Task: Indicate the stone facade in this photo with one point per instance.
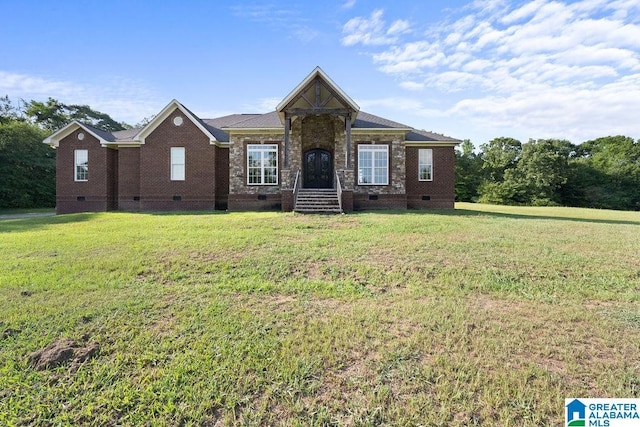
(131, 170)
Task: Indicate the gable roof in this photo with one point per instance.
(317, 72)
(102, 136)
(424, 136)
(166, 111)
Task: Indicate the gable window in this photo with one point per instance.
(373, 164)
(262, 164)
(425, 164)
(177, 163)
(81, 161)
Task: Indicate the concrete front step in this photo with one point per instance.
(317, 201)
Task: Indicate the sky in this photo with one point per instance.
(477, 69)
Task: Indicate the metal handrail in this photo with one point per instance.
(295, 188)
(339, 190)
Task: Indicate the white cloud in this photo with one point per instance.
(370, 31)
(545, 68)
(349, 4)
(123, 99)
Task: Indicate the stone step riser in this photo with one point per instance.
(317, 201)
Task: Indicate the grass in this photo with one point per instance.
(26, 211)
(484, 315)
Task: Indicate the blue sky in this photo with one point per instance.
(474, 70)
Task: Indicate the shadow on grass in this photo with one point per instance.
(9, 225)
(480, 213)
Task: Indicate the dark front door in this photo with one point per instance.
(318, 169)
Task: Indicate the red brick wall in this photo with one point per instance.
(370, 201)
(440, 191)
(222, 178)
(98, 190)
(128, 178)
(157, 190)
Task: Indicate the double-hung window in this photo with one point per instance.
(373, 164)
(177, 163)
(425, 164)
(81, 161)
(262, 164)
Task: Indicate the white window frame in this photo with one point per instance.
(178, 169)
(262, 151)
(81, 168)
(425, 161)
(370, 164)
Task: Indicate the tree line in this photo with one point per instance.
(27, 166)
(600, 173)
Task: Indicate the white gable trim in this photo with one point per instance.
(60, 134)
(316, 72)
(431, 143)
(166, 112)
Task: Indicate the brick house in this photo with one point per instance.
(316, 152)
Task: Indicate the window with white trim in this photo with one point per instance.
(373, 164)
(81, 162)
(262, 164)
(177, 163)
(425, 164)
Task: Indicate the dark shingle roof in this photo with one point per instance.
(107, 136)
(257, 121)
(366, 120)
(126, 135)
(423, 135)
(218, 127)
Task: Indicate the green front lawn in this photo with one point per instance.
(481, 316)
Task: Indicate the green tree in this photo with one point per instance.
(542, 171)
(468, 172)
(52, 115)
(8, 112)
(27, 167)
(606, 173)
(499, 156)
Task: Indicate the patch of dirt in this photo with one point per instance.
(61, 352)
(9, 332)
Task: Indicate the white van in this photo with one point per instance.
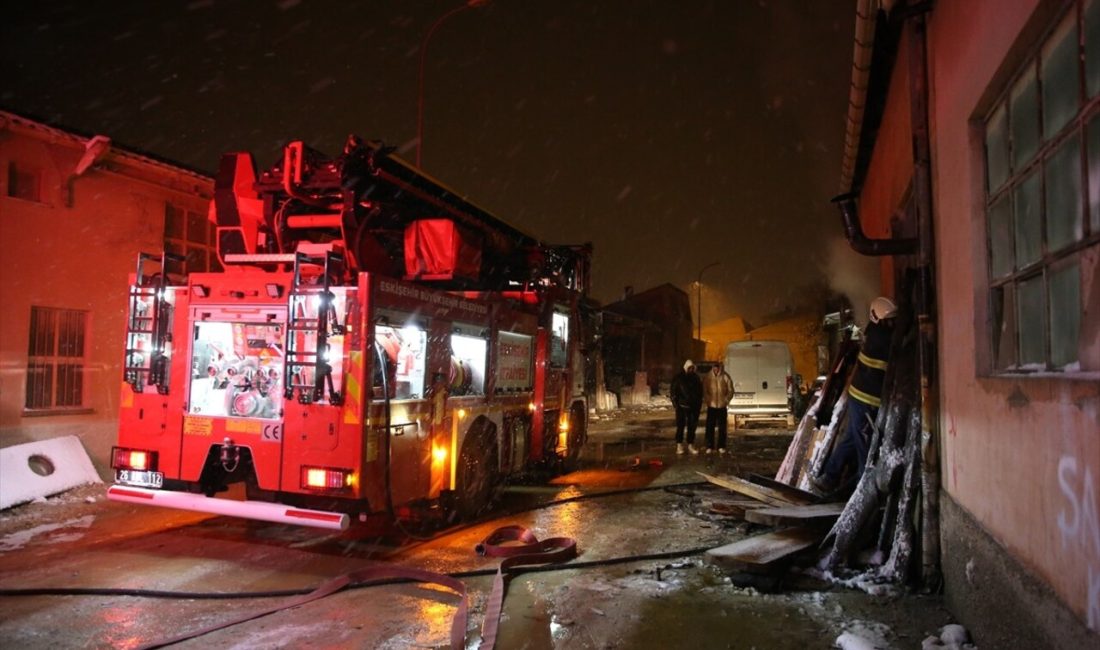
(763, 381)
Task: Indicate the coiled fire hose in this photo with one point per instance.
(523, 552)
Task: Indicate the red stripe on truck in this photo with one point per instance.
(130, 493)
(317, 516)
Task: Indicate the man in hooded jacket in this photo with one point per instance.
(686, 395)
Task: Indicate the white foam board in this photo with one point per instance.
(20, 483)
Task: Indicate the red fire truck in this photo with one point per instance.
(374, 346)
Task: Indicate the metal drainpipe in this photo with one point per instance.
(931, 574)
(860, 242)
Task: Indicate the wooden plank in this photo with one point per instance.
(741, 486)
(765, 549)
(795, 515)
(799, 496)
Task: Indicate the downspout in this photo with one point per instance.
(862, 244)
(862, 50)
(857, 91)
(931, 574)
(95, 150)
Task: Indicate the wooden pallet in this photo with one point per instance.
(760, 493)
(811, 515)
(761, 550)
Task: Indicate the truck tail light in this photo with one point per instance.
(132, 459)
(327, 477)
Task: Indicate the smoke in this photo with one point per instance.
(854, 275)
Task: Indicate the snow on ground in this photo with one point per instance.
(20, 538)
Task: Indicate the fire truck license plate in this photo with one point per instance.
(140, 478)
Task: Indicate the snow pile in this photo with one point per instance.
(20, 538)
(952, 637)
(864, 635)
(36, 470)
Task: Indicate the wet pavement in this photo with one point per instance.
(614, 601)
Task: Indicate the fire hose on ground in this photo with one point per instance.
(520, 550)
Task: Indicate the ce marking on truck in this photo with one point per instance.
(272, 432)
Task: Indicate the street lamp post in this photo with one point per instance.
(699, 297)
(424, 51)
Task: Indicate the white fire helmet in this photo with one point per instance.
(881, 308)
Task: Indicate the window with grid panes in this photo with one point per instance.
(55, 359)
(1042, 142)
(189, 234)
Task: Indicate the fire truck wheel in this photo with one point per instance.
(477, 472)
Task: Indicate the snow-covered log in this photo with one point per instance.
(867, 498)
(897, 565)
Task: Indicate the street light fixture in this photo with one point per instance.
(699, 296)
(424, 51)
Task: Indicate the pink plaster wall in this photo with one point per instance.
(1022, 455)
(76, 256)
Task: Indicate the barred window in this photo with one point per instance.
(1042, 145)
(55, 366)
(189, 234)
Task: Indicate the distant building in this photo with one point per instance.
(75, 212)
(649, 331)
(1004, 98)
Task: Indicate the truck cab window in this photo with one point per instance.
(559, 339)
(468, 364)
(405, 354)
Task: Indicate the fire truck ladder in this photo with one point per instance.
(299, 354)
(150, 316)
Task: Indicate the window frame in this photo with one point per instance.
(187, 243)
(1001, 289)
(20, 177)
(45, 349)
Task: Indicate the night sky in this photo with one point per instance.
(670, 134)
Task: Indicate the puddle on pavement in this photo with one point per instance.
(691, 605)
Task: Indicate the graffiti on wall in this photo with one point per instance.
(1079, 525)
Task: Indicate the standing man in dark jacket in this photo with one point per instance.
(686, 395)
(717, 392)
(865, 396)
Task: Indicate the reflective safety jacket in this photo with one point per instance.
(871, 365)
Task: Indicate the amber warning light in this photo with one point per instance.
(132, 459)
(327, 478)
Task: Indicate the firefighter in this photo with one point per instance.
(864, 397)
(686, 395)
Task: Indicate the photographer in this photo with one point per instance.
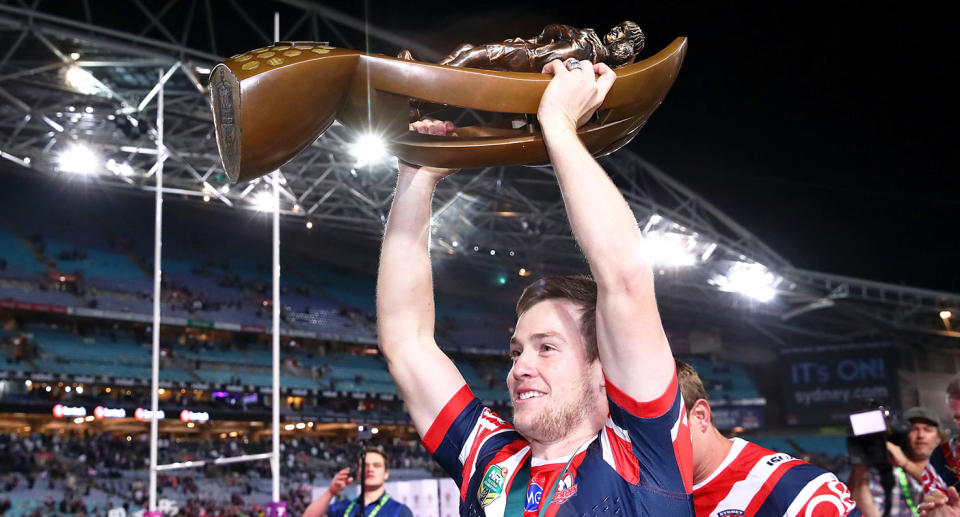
--
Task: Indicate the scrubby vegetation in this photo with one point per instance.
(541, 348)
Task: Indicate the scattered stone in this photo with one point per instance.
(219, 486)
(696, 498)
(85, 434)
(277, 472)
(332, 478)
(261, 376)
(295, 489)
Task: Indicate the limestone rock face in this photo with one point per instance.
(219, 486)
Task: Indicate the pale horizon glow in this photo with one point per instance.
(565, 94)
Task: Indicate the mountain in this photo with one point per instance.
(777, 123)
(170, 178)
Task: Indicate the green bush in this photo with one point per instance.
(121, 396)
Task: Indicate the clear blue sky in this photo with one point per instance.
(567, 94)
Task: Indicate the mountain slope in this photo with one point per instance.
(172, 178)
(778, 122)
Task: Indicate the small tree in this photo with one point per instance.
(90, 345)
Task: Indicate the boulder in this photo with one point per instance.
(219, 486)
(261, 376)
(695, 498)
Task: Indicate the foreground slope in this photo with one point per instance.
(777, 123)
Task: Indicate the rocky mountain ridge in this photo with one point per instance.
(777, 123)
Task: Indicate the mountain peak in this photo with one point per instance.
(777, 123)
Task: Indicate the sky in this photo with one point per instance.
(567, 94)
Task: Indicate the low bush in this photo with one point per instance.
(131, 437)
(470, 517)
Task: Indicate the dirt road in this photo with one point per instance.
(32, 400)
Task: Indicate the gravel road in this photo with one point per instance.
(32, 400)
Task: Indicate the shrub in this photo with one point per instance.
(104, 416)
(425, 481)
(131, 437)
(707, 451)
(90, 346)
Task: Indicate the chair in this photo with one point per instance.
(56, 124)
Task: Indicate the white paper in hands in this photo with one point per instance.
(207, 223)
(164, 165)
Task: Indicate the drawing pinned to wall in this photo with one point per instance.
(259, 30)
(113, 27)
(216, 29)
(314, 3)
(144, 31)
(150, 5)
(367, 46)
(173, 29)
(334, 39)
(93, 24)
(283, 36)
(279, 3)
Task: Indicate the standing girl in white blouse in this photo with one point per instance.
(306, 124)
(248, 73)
--
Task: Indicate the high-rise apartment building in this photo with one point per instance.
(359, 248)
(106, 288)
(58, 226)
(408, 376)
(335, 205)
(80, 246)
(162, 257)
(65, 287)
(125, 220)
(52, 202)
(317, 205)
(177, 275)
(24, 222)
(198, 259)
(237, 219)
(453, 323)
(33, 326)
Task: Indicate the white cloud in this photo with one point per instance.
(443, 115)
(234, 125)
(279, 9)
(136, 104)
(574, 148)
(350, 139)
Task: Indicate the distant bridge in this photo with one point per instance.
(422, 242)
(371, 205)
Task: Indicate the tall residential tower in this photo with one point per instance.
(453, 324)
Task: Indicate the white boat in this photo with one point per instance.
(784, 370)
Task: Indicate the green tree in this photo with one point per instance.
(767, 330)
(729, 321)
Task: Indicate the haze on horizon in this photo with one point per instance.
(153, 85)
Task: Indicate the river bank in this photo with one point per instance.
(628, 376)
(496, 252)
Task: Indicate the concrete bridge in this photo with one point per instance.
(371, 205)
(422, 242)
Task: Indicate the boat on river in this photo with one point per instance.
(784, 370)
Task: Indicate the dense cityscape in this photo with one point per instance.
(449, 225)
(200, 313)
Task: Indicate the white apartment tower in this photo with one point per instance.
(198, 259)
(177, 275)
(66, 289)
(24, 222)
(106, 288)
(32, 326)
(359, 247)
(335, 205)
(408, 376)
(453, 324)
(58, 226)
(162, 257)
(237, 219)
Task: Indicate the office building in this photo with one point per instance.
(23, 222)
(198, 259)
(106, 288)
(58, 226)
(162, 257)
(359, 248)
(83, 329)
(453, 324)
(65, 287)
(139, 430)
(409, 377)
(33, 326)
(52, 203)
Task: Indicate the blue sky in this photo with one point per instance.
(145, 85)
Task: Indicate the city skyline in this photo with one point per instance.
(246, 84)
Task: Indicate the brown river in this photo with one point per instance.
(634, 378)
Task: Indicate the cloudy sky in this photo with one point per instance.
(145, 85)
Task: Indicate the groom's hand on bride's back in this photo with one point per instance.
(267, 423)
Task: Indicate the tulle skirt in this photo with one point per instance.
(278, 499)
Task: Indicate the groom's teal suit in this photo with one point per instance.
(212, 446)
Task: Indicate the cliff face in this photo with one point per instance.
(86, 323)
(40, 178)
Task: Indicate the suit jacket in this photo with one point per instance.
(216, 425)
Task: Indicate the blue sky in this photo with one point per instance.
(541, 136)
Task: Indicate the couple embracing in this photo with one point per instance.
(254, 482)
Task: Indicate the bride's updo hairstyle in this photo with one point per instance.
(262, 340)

- _What to work on_:
From the data above, return every line from the line that has "Task: Indicate the graffiti" up to and including the line that has "Task: Indicate the photographer", exactly.

- _Written reply_:
Task: Indicate the graffiti on wall in this photo with one point per instance.
(1079, 525)
Task: Indicate the standing man in dark jacket in this photo with one point per instance.
(686, 395)
(717, 392)
(865, 396)
Task: Indicate the reflective safety jacket in this photo with one point per instance.
(871, 365)
Task: Indicate the amber warning light in this photo with one point per instance.
(132, 459)
(327, 478)
Task: Indicate the firefighter in this photo with one point per instance.
(864, 397)
(686, 395)
Task: Indicate the photographer in this photo with one point per instance.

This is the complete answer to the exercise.